— REQUIRED WORK —
Keep only those lines of the records that include the string "blouse".

— Natural-language object grounding data —
++++++++
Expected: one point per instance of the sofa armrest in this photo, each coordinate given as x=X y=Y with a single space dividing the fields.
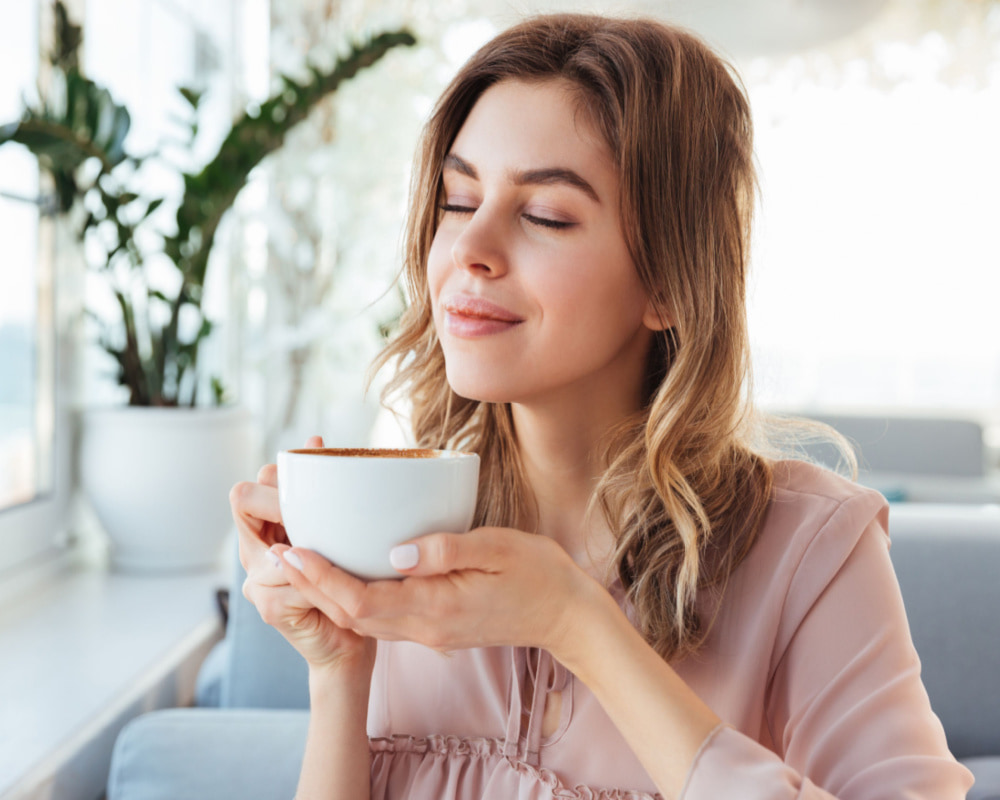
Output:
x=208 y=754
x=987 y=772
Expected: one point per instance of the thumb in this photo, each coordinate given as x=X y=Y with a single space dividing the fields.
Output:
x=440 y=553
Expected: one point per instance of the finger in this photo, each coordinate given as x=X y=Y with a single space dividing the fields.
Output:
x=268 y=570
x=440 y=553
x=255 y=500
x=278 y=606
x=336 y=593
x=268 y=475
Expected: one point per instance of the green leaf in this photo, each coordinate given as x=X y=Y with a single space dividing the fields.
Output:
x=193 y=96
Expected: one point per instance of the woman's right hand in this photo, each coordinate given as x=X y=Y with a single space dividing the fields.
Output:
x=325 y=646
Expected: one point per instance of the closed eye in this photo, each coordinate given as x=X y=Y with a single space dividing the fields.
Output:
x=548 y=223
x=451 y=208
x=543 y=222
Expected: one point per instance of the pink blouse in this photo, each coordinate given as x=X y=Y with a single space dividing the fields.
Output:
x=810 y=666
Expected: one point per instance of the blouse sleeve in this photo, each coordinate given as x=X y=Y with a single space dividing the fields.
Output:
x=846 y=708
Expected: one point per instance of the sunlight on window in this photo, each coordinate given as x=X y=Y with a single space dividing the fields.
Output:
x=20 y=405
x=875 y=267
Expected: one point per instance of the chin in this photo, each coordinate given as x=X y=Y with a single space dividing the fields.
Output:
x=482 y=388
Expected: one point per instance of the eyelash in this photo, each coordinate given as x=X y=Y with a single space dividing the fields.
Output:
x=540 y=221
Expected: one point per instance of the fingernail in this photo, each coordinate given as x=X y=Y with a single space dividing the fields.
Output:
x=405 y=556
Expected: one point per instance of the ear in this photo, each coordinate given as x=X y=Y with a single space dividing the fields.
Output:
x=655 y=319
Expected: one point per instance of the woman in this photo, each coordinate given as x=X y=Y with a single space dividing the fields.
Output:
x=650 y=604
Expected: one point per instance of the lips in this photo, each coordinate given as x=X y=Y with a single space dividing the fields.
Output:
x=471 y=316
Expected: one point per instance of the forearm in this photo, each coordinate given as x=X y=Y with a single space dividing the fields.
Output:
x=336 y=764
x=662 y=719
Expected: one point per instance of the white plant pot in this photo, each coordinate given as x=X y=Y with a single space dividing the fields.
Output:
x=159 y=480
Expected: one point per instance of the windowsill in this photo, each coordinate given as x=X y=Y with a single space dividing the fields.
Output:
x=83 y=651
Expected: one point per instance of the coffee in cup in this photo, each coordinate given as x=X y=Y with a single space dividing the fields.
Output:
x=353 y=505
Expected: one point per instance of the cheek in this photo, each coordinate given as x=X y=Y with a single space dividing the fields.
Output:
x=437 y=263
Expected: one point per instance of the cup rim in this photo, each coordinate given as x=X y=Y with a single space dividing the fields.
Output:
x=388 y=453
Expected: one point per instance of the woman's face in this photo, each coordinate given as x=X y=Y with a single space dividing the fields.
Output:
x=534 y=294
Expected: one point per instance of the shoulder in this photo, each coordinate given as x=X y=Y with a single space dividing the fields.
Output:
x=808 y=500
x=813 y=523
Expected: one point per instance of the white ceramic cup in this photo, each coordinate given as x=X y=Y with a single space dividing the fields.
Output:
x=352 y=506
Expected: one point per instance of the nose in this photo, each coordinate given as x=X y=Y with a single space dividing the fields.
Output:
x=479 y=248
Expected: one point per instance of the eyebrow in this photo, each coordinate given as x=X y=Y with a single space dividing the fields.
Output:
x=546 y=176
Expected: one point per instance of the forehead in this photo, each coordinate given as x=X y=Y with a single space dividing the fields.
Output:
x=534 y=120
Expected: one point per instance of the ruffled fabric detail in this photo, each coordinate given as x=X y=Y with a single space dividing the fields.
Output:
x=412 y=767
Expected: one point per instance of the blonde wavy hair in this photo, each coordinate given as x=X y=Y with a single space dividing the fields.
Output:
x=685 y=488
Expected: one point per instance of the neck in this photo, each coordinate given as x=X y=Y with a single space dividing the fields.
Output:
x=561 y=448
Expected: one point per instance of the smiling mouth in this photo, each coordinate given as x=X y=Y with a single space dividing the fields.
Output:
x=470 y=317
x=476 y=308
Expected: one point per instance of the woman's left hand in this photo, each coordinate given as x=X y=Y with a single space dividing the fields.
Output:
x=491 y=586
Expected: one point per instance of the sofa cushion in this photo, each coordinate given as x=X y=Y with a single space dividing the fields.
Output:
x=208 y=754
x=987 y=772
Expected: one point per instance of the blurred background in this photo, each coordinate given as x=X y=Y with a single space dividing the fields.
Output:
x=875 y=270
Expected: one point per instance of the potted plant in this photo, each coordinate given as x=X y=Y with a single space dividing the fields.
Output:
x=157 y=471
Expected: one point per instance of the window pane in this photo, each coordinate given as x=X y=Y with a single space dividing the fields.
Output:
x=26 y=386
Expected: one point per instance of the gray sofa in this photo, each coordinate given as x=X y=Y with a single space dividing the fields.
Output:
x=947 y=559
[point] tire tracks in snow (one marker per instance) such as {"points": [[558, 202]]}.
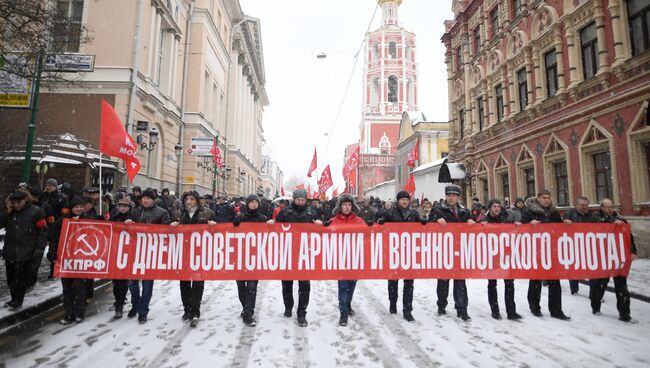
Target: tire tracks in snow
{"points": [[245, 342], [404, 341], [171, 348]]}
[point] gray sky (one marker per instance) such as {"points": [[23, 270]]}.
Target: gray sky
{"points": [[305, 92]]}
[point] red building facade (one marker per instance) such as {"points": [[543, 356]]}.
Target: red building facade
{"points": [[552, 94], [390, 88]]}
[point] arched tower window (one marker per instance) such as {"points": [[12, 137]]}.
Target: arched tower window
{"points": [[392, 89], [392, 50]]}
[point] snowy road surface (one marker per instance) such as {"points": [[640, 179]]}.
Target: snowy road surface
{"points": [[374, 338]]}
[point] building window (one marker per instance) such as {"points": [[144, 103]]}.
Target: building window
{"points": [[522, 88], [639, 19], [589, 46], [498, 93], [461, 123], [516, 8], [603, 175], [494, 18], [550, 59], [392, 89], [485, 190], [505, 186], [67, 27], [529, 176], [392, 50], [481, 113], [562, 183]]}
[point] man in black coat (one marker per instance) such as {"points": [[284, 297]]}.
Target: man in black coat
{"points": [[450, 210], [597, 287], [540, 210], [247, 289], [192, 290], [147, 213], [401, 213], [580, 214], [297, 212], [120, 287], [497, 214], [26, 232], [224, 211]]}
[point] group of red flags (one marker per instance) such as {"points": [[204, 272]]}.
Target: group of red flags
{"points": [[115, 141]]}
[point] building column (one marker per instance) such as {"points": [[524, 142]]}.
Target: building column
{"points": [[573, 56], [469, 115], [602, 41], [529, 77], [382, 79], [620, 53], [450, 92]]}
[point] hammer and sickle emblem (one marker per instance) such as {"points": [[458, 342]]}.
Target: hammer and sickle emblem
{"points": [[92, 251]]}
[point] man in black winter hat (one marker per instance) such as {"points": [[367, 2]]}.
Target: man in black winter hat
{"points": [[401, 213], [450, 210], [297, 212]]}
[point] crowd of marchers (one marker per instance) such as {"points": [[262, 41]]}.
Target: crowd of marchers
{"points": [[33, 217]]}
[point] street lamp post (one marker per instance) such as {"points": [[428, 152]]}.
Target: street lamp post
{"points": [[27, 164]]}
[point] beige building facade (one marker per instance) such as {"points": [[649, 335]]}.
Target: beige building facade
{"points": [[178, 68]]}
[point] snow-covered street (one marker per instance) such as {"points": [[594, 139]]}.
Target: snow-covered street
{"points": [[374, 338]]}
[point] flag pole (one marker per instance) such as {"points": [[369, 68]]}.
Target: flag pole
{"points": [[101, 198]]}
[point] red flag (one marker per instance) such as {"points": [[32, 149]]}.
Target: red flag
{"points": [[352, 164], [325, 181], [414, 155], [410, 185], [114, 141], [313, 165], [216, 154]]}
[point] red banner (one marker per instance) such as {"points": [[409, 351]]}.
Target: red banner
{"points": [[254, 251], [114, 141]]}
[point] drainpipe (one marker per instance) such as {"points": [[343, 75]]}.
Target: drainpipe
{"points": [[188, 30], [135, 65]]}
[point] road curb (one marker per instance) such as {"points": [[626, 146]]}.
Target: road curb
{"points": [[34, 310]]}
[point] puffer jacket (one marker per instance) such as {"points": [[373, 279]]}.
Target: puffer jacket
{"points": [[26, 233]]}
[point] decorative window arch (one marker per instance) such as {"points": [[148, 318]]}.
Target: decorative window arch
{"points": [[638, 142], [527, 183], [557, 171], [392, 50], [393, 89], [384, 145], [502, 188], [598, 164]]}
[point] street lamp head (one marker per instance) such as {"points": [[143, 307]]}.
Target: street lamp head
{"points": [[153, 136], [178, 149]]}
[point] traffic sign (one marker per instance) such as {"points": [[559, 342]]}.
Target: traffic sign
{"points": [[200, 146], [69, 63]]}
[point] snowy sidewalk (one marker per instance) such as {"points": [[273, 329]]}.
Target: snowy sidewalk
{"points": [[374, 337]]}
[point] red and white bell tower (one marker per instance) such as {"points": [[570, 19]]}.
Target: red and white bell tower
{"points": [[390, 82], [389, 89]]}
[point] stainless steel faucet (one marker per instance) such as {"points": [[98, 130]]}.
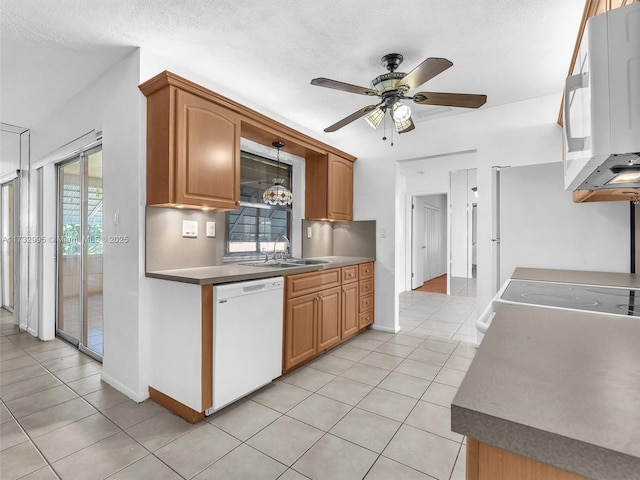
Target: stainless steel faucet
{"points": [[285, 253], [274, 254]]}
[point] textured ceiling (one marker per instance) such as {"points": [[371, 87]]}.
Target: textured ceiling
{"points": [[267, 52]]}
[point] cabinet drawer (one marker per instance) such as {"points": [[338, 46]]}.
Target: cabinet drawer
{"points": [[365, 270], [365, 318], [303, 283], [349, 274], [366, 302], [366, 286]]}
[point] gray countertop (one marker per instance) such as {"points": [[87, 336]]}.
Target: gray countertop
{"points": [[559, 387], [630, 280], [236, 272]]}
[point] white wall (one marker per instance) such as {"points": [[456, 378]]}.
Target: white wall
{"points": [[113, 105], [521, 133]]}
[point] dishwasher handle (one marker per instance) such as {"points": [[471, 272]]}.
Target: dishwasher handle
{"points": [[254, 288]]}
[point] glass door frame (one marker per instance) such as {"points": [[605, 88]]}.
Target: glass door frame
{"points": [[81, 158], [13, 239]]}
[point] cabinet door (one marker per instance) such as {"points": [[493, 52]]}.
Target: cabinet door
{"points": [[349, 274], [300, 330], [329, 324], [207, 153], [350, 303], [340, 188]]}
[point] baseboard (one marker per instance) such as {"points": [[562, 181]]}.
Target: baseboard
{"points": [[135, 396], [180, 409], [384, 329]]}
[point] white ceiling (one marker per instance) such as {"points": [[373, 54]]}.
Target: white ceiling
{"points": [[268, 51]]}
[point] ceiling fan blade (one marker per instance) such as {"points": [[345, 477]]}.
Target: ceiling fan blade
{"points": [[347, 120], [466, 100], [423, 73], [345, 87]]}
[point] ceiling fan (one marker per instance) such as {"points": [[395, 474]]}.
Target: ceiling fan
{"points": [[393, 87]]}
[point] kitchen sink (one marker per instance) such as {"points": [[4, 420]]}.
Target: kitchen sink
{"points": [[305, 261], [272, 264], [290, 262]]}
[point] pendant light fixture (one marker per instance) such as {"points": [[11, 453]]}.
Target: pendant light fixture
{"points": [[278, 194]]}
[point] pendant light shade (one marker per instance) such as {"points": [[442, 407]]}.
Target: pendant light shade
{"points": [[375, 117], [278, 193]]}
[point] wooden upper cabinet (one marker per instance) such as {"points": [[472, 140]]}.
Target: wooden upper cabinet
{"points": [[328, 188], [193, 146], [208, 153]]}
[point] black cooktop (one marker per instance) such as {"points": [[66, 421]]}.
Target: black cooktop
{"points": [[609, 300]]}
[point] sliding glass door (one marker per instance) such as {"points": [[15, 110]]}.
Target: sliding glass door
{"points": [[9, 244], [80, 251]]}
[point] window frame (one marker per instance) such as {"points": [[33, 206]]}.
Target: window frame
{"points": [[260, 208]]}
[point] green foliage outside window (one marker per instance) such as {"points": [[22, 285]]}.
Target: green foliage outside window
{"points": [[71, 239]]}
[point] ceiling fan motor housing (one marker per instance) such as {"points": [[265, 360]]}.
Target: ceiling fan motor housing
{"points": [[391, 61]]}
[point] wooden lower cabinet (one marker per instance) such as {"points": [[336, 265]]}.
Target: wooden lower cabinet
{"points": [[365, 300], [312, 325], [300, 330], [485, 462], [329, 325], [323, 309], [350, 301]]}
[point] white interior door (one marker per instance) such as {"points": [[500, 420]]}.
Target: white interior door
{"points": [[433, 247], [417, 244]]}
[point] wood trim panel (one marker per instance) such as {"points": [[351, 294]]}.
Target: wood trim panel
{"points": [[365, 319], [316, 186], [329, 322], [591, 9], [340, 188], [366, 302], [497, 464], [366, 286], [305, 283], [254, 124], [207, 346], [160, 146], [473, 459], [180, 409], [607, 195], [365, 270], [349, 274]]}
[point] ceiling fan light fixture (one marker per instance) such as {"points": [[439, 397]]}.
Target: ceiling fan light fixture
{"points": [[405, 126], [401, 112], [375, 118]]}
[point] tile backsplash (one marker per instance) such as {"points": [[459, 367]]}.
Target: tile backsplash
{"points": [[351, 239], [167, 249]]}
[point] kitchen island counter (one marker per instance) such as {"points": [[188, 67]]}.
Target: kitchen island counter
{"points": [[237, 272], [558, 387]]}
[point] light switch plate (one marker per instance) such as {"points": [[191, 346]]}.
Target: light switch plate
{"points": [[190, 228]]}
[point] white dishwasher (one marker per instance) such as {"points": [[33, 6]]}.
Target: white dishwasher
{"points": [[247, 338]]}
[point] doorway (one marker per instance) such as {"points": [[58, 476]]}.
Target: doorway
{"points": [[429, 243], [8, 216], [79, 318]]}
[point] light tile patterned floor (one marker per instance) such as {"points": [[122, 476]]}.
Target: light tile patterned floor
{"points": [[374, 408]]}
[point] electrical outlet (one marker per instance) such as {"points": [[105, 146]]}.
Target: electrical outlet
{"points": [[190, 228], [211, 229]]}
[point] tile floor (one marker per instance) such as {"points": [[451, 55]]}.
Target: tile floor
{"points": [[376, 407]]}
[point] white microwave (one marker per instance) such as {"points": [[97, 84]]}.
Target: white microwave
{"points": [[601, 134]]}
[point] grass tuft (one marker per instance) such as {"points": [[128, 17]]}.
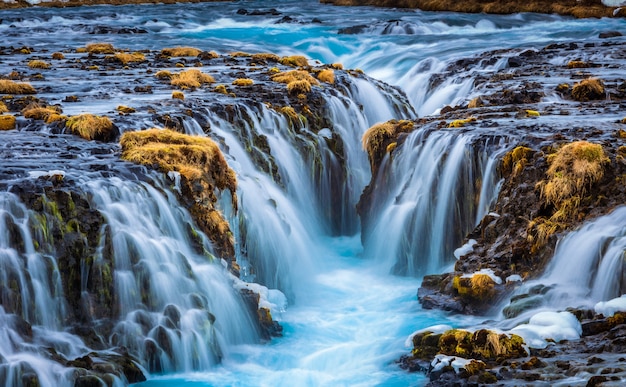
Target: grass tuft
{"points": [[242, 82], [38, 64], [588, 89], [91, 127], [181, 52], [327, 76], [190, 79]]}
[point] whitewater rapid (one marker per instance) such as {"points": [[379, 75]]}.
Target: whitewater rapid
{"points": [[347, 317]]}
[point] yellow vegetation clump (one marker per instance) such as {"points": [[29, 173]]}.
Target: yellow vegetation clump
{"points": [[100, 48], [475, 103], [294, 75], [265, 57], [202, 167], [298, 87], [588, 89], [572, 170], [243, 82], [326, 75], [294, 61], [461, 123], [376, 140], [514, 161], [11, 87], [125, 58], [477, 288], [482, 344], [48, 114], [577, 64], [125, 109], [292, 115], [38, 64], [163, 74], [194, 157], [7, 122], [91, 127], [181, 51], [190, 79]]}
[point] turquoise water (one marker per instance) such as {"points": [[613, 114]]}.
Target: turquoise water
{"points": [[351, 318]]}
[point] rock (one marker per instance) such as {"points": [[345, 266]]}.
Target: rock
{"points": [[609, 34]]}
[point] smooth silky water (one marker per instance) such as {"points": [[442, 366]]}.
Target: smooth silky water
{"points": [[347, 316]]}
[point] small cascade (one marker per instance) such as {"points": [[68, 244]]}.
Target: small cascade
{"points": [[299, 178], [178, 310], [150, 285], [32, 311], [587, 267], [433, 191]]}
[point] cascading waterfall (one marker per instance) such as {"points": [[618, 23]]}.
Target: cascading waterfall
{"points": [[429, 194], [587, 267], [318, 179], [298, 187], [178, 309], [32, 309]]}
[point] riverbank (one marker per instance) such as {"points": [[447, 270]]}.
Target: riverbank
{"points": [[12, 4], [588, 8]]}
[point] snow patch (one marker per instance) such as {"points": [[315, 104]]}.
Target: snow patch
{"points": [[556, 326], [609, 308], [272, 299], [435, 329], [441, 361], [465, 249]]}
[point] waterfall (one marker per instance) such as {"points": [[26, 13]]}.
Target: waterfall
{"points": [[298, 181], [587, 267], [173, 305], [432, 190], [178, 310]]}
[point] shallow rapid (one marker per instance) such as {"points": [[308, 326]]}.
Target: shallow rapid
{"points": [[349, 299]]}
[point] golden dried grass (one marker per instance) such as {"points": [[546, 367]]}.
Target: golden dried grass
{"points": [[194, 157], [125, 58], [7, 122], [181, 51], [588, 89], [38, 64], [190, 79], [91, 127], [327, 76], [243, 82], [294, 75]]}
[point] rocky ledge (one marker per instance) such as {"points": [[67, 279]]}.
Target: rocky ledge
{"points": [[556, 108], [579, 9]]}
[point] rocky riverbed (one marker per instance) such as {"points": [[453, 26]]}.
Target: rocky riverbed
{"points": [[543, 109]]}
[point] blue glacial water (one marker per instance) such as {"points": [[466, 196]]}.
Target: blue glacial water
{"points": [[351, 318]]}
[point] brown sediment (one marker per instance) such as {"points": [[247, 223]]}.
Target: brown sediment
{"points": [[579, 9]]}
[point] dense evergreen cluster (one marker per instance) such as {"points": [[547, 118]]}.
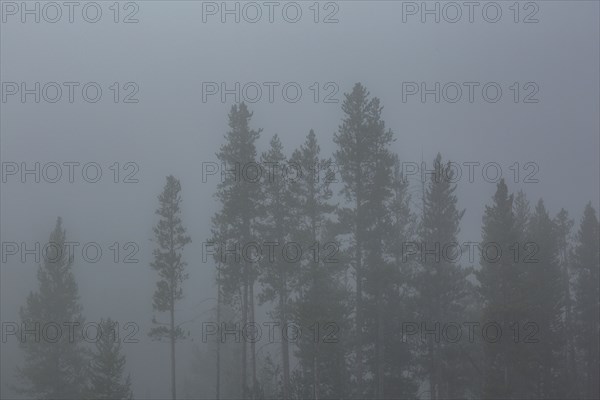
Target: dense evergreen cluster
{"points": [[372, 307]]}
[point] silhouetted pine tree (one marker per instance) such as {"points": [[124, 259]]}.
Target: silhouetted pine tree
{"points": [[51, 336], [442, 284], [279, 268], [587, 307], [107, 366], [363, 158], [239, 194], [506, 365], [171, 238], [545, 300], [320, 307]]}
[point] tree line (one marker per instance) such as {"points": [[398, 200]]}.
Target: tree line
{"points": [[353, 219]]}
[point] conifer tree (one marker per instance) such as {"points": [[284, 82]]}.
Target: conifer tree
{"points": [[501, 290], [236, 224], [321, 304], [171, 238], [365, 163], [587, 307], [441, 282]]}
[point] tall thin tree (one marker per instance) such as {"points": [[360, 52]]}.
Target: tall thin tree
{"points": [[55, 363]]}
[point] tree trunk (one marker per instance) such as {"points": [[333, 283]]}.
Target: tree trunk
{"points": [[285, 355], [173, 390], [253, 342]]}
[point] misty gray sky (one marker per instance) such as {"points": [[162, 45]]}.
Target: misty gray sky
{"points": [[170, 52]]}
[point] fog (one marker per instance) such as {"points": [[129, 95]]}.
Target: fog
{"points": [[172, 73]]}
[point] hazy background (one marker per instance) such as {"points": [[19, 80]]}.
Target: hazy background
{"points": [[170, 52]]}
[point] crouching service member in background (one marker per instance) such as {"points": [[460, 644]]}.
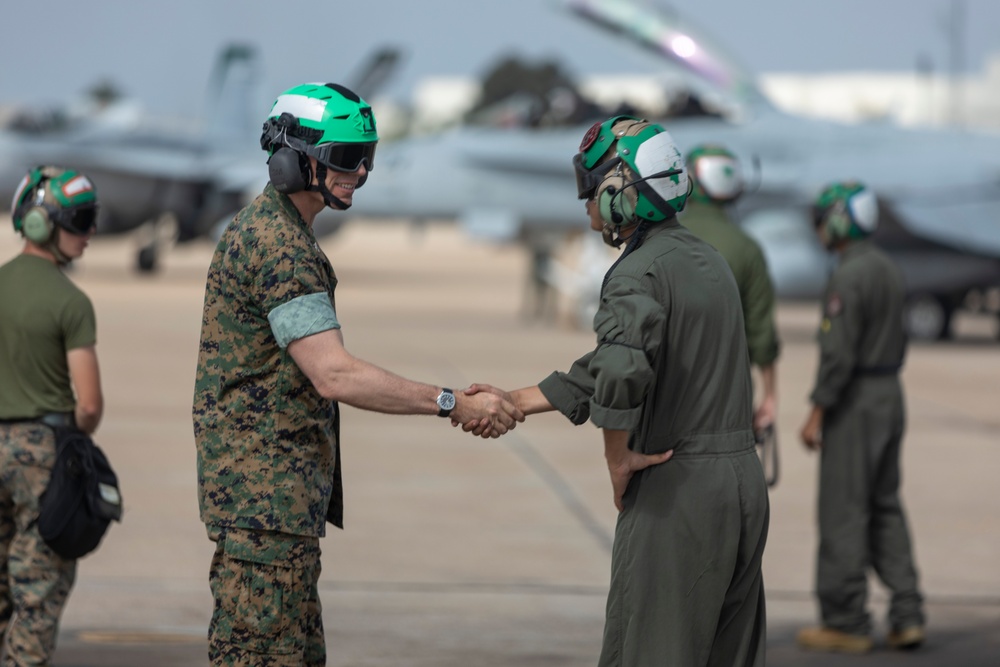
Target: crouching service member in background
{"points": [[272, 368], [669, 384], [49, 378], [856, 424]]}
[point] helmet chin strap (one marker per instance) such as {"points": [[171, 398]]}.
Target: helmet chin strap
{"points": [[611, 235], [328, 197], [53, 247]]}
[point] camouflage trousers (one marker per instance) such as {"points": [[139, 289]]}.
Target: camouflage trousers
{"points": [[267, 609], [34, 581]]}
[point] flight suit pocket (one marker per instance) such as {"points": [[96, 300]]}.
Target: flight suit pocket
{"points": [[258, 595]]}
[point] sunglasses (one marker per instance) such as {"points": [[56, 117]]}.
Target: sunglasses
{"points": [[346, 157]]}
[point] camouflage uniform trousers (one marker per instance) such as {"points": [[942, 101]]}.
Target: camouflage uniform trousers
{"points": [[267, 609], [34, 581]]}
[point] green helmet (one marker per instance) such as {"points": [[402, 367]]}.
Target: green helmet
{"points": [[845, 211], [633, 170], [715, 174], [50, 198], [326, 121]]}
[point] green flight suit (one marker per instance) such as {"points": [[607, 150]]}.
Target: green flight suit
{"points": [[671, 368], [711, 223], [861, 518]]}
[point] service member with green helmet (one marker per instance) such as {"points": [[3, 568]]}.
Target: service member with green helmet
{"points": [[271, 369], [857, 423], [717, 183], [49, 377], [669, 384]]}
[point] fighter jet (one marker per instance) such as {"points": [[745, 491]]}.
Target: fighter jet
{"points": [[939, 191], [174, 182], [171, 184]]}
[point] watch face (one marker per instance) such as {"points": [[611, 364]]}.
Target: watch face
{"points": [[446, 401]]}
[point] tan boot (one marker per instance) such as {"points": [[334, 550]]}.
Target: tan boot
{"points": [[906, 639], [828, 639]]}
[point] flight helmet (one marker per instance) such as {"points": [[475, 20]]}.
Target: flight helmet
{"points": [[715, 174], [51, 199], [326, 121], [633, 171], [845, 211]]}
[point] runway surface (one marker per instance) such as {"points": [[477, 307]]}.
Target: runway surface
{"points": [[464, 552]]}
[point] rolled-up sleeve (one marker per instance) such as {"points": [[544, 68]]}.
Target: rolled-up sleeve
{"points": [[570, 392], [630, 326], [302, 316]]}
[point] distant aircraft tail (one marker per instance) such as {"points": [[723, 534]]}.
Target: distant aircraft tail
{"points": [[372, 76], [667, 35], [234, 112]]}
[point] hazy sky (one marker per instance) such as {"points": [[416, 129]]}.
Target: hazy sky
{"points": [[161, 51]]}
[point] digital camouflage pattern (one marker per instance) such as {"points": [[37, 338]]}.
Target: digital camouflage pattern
++++++++
— COMPLETED TASK —
Expected: one point per instance of the pink blouse in this photo, each coordinate given as x=X y=Y with a single space dividing the fields.
Expected: one point per instance of the blouse sleeve in this photo, each coordinate given as x=X y=Y with a single space dividing the fields.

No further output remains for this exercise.